◆ DOCUMENT EXCERPT:
One of the more intriguing recent discoveries in brain science is the existence of "mirror neurons," a set of neurons in the premotor area of the brain that are activated not only when performing an action oneself, but also while observing someone else perform that action. It is believed mirror neurons increase an individual's ability to understand the behaviors of others, an important skill in social species such as humans. A critical aspect of understanding the behavior of another person is recognizing the intent of his actions--is he coming to praise me or to bury me? In the premier open-access journal PLoS Biology, Marco Iacoboni and colleagues use functional magnetic resonance imaging (fMRI) to show that the mirror neuron system tracks not only the actions, but also the intentions, of others.

◆ WORK INSTRUCTIONS:
Would you transcribe the mirror neuron passage, everything from "One of the more" down to "intentions, of others."? The lines that follow come from a different source than the passage on mirror neurons.

◆ EXTRACTED ENTRIES:

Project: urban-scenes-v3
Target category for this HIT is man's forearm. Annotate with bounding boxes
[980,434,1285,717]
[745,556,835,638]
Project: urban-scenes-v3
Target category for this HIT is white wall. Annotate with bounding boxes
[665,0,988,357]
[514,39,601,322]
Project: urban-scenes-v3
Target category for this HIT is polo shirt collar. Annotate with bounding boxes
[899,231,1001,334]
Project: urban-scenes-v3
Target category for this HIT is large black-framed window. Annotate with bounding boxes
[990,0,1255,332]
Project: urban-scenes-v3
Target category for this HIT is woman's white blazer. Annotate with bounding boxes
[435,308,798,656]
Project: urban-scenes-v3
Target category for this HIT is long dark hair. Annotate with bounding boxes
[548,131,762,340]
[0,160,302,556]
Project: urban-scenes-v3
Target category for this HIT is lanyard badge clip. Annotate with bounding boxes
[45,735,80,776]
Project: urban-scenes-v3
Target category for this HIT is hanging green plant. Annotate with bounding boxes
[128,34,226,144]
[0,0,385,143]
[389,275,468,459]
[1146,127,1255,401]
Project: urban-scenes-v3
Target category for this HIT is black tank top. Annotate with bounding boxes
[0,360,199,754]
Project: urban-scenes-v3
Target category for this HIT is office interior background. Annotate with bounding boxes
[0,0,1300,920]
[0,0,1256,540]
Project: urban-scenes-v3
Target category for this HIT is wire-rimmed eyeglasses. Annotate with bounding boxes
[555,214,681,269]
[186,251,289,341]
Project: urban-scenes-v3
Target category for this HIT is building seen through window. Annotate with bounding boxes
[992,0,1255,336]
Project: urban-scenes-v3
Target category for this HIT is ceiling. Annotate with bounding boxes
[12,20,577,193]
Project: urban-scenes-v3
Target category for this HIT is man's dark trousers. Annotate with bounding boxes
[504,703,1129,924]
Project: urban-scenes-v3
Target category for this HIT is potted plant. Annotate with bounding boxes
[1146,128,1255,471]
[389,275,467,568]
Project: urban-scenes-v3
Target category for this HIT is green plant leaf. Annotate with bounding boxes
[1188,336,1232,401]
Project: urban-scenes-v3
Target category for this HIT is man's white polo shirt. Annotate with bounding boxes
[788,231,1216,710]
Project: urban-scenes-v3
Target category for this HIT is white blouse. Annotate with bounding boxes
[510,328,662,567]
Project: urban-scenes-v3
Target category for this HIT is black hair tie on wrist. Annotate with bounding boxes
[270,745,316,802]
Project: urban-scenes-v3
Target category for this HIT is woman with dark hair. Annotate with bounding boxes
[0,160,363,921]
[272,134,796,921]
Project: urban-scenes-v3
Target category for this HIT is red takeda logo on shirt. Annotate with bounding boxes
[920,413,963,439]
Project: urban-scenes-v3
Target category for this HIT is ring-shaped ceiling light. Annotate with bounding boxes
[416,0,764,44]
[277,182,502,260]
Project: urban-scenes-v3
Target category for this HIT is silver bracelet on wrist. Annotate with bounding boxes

◆ RESPONSE TO THE EXERCISE:
One of the more intriguing recent discoveries in brain science is the existence of "mirror neurons," a set of neurons in the premotor area of the brain that are activated not only when performing an action oneself, but also while observing someone else perform that action. It is believed mirror neurons increase an individual's ability to understand the behaviors of others, an important skill in social species such as humans. A critical aspect of understanding the behavior of another person is recognizing the intent of his actions--is he coming to praise me or to bury me? In the premier open-access journal PLoS Biology, Marco Iacoboni and colleagues use functional magnetic resonance imaging (fMRI) to show that the mirror neuron system tracks not only the actions, but also the intentions, of others.